(Available data Opens)

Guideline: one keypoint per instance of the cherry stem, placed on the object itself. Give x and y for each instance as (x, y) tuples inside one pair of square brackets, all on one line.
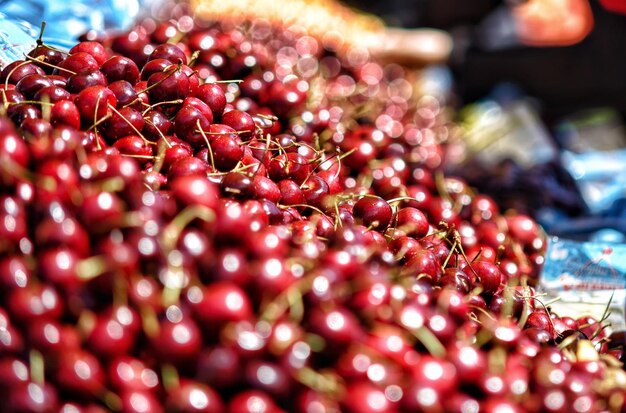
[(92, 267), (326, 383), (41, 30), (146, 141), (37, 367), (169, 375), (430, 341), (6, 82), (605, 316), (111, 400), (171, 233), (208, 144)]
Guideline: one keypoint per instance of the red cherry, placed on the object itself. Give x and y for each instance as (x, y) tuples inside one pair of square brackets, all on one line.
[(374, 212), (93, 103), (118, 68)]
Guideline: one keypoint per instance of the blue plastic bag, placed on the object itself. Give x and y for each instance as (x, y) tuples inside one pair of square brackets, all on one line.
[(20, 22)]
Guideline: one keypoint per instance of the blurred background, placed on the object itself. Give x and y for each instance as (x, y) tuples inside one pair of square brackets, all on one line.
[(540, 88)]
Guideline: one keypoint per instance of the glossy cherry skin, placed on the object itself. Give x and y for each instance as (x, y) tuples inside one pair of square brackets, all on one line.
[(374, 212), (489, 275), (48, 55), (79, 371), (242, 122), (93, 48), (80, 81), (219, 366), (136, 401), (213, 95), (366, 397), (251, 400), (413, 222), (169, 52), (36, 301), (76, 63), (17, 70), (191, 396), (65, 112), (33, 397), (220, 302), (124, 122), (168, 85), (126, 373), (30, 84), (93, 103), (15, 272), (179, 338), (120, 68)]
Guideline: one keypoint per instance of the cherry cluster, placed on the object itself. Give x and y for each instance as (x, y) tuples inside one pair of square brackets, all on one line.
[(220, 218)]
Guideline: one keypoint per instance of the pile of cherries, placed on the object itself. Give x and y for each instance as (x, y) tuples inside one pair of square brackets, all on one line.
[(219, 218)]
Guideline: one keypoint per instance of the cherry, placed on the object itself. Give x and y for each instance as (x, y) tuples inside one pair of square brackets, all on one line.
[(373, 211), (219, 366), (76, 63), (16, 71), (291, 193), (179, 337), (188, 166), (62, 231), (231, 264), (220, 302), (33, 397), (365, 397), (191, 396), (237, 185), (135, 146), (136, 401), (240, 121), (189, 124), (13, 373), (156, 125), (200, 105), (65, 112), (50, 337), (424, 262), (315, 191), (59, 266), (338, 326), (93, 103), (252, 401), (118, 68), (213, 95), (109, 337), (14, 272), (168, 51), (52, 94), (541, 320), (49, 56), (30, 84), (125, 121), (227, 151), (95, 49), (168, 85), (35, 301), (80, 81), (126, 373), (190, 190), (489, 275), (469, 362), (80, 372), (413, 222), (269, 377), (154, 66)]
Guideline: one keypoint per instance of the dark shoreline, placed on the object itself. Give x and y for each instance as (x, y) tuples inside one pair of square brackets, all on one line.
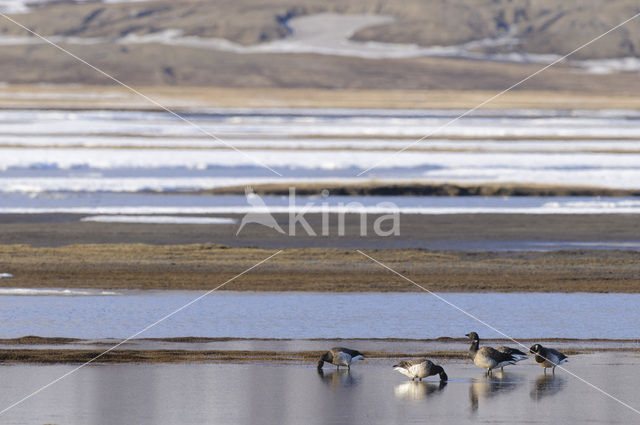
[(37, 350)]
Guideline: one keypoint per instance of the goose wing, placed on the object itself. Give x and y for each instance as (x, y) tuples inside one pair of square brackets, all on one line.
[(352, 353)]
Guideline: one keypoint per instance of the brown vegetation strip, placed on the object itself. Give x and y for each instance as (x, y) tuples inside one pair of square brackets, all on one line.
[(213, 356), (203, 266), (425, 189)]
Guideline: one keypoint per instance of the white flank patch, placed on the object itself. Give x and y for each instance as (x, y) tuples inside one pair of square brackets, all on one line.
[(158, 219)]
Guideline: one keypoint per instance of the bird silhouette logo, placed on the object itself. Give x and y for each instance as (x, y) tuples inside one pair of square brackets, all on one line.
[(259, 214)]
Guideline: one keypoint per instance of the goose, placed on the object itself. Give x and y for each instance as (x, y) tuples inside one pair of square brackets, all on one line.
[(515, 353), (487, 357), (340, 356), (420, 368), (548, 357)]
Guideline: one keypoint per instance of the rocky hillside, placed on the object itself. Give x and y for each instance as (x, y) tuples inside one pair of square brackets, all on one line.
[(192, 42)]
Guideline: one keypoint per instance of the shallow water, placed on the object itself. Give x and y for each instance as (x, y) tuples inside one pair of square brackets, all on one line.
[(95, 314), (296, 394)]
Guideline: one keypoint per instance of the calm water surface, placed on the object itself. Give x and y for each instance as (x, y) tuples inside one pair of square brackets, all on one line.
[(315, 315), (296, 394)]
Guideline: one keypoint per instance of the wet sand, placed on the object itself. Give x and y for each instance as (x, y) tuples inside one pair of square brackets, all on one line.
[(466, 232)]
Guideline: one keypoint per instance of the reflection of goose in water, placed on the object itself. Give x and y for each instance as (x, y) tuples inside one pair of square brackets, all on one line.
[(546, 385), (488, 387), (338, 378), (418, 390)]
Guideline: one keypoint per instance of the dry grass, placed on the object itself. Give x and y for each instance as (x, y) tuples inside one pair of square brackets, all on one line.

(Available data Closes)

• What to produce
Drop every picture from the data, then output all the rest exactly.

• Exercise output
Guideline: one keypoint per instance of the cherry stem, placed on the object itself. Give x and y for each instance as (x, y) tuples inside one pair of square brackets, all on one line.
[(92, 267), (326, 383), (41, 30), (146, 141), (37, 367), (169, 375), (430, 341), (6, 82), (605, 316), (111, 400), (171, 233), (208, 144)]
Guideline: one keypoint per instance of the red cherry, placed on the object itself. Give x and y for each instance as (x, y) tuples inside one pair of square brackets, all on one line.
[(374, 212), (93, 103), (118, 68)]
Guideline: one keypoint per instance of the blue plastic bag, placed on the object itself. Give x and y for each instance as (x, y) tuples inside one pair of square brackets, all on one line.
[(20, 22)]
Guideline: one keypoint per instance of the blurred background, placed on the object itself. Give x and y for each instance as (x, y) tuples inside one pair of square brackets, all on one line.
[(540, 88)]
Guideline: one keypoint per instance of the glossy cherry skin, placed on the object itself. Give x and y for each instance as (x, y) tuples inside one pair of square brackets, all on one line.
[(374, 212), (489, 275), (48, 55), (79, 371), (242, 122), (93, 48), (80, 81), (219, 366), (136, 401), (213, 95), (366, 397), (251, 400), (413, 222), (169, 52), (36, 301), (76, 63), (17, 70), (191, 396), (65, 112), (33, 397), (220, 302), (124, 122), (168, 85), (126, 373), (30, 84), (93, 103), (15, 272), (179, 338), (120, 68)]
Guideline: one keypoint per instance of the cherry cluster, placed on the object itself. Give x and y for each instance as (x, y) tuples inside one pair of square brackets, all on one line.
[(220, 218)]
Guideline: one keypoint per instance of the pile of cherries, placed on the object itself. Give x and y for each instance as (x, y) tuples inside one pair of square brackets, all on one line.
[(219, 218)]
Guideline: one keypoint per instance of the cherry, placed on the object itself. Give x and y for each instance as (x, y) tuples inside one pair of square brackets, all on one line.
[(373, 211), (219, 366), (76, 63), (16, 71), (291, 193), (179, 337), (188, 166), (62, 231), (231, 264), (220, 302), (33, 397), (365, 397), (191, 396), (237, 185), (135, 146), (136, 401), (240, 121), (189, 124), (13, 373), (156, 125), (200, 105), (65, 112), (50, 337), (424, 262), (315, 191), (59, 266), (338, 326), (93, 103), (252, 401), (118, 68), (213, 95), (109, 337), (14, 272), (168, 51), (52, 94), (541, 320), (49, 56), (30, 84), (125, 121), (227, 151), (95, 49), (168, 85), (35, 301), (80, 81), (126, 373), (190, 190), (489, 275), (469, 362), (80, 372), (413, 222), (269, 377), (154, 66)]
Guideline: one keypoint per instance of the dark shoreline, placed on the object itself. Give x and y for each instance as (x, y) tuples inside one pair of square brackets, all on one line.
[(37, 350)]
Guideline: one keypoint per instance of the goose wing, placed on the object itself. Give x and y for each instance as (x, y) tuples inside one pair of square brackets, all on one line.
[(352, 353)]
Guideline: one keypoint per instance of the brown vegetation strip, placed on the object itself. Give x and y for each instance as (x, y) tuples inside one pair of square brackets, all on one line.
[(213, 356), (203, 266), (425, 189)]
Guideline: one keypoint per instance of the white flank patch, placed on the object itself. Give x and y for each instance as (x, y) tuples inside one pair of square brackets, all on one line.
[(158, 219)]
Guideline: one keypoint per instance of the bird silhouette logo, placed on the object itself. Give x and y for each instance as (x, y) tuples inside one pair of square brackets, all on one line.
[(259, 214)]
Guideline: one keypoint per instance of the goose, placed on the object itself. Give x and y for each instance as (x, y) tuples inside one pair of square brackets, all on one line.
[(515, 353), (487, 357), (340, 356), (420, 368), (548, 357)]
Guideline: one keypoint per instance of the rocky hillside, placed on the object itself. Give x and y for each instance as (x, y) tuples inside one pair of square brackets, all on one line.
[(192, 42)]
Guideline: one keypoint per instance of the shallow water, placed on the object itself. Give x and y for each instance as (x, y) tuples inside one pair of square brackets, all on one line.
[(95, 314), (296, 394)]
Guideline: one keypoint per instance of the calm water surface, placed on the object itself. Give x and y for each instance as (x, y) tuples inside one pair of square brackets, all on one line.
[(315, 315), (296, 394)]
Guideline: one keypoint per instance of the wet sand, placed on the object itself. Give x and y for each instance as (x, y) tuples inside one pair of square brackets, all on one line.
[(466, 232)]
Guideline: one keypoint per instance of the reflection of goose in water, placed on the object itself. Give x and y for each instance as (x, y) tuples inside one pair of square brackets, all on one line.
[(546, 385), (488, 387), (338, 378), (418, 390)]
Guideline: one keypoint per instance of the dry grass, placed on the object itself. Give x and y for each instance as (x, y) tuples inside one pair of square brackets, all on one line.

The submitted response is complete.